▶ **PROBLEMA BREVE**
Reescribe las líneas de los registros de abajo desde la que contiene «the metal fence.» hasta la que contiene «[84,507,606,762]», ambas incluidas, y conserva también las peticiones. Desplaza cada número de las coordenadas de las respuestas sumándole 112.

Una serie de registros
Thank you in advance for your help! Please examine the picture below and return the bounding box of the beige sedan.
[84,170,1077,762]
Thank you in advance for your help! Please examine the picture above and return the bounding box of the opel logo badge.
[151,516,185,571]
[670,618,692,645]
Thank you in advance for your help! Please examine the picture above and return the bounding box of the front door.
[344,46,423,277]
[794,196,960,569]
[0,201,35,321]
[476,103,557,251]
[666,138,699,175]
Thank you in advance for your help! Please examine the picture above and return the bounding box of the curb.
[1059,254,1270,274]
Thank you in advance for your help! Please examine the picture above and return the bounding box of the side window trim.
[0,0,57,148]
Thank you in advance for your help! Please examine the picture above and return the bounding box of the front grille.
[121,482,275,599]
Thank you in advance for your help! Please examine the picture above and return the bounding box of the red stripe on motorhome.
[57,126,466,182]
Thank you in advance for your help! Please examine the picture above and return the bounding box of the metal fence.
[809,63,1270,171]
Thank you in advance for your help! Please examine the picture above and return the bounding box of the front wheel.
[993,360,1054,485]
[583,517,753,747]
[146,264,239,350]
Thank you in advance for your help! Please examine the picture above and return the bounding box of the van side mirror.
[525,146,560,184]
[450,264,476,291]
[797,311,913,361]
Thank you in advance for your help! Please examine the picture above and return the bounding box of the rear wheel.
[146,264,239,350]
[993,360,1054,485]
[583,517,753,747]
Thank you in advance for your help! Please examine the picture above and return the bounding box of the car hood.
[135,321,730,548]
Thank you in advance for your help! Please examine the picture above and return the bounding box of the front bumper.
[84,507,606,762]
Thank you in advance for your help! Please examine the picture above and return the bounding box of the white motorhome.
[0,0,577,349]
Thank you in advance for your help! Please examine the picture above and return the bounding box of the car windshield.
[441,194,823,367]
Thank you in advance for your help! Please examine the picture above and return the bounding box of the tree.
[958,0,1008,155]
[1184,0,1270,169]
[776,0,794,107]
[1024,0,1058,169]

▶ **RESPUESTA**
Thank you in advance for your help! Please examine the picture above and return the bounding box of the metal fence.
[921,175,1382,283]
Thank you in advance for your help! Please examine the picture above and return the bounding box of the front wheel.
[1105,472,1166,597]
[695,629,865,859]
[258,376,351,462]
Thank you in advance for your help! Please examine the picture above and return the bounding box of the van side mirror.
[637,258,672,296]
[562,376,588,403]
[909,423,1025,473]
Thank you in advance for your help! Please examine the picture above and return the bounding box of the rear wheel.
[258,376,351,462]
[1105,472,1166,597]
[695,629,865,859]
Thank you in advance for your help! Please examine the picture above and return the bounding box of the car hood.
[247,433,842,660]
Thank you in advance for your help! Please examine the picture above and return the bounding box of the front bumper.
[196,619,718,874]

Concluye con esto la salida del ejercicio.